# Excerpted passage:

◆ ◆ ◆ ◆ ◆ ◆ ◆

As for renal biopsy frequencies of CKD, IgA nephropathy were the leading diagnosis, which accounted for more than 50 %. Similar result was found in an analysis of 50 759 biopsy-proven adult cases in China [30] as well as in pediatric patients in Taiwan of China [31]. Differently, FSGS was the primary diagnosis of renal biopsies in the USA [32], Argentina[33] and Turkey [21].

Among CKD-label patients, the etiologies of CKD were different from those in the overall CKD population. In the CKD-label group, the proportions of patients with glomerular diseases and CRF of unknown cause were higher, whereas the proportion with CAKUT was lower than in the overall CKD population. These differences indicate that physicians had higher diagnostic awareness of CKD in patients with glomerular diseases or CRF than in those with CAKUT.

Strengths

First, so far as we know, this study is the first national survey of CKD in a pediatric population in China and includes the largest reported study population, which has a great impact on national policies on dialysis and organ allocations in children. Secondly, the process was rigorous, from study design to data capture and analysis. Data were captured from the database by using ICD-10 codes and were relatively accurate. Last but not least, we were able to recognize over 91 % of patients hospitalized in different hospitals, even in different cities, by searching name, sex and date of birth concurrently.

Limitations

Although this hospitalized population-based study describes fundamental data on CKD in a pediatric population, under-reporting of CKD patients was inevitable for three reasons. First, the HQMS database includes only hospitalized patients. Secondly, although all tertiary hospitals in China are required to submit data to the HQMS system, not all tertiary hospitals are included in the database. Thirdly, because some primary diseases that lack ICD-10 codes were excluded from this study, some patients may not have been included in the analysis. There are intrinsic limitations in hospital discharge data that might be subject to a type of selection bias and the results cannot be the basis for population based estimates. Nevertheless, it does provide some basic information regarding the prevalence of these conditions among those who are hospitalized.

Conclusions

This study provides a descriptive analysis of hospitalized pediatric CKD patients. Our study provides important and fundamental data for policy making and legislation, registry implementation, and the diagnosis, treatment and prevention of CKD in China. We propose to obtain improved data by using data of registry database towards understanding pediatric CKD in China in the concluding comments as the next steps.

◆ ◆ ◆ ◆ ◆ ◆ ◆

# What needs to be done:
List every reason the passage above on pediatric chronic kidney disease in China gives for the unavoidable under-reporting of CKD patients.

# Dataset entries:
◆ ◆ ◆ ◆ ◆ ◆ ◆

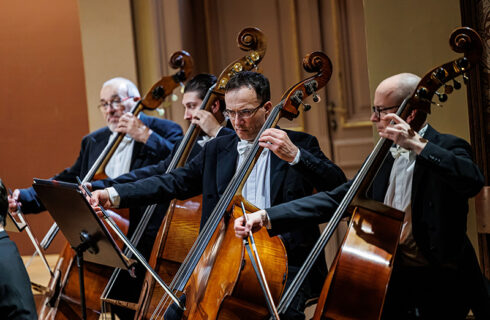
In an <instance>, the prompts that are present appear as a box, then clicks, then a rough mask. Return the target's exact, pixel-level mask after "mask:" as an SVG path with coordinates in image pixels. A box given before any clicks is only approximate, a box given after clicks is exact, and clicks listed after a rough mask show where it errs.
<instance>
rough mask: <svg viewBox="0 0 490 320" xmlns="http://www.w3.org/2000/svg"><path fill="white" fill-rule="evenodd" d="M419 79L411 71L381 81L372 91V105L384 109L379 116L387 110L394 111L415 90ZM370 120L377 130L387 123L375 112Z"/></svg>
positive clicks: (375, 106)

◆ ◆ ◆ ◆ ◆ ◆ ◆

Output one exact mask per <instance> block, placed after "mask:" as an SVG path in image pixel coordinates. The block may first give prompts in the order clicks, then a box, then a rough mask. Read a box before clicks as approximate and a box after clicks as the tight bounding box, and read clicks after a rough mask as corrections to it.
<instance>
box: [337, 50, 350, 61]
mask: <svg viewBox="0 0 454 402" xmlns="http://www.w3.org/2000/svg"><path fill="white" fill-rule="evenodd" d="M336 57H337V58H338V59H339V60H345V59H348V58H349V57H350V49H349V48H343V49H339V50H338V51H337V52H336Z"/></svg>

◆ ◆ ◆ ◆ ◆ ◆ ◆

# Your solution:
- The HQMS database includes only hospitalized patients.
- Although all tertiary hospitals in China are required to submit data to the HQMS system, not all tertiary hospitals are included in the database.
- Some primary diseases that lack ICD-10 codes were excluded from the study, so some patients may not have been included in the analysis.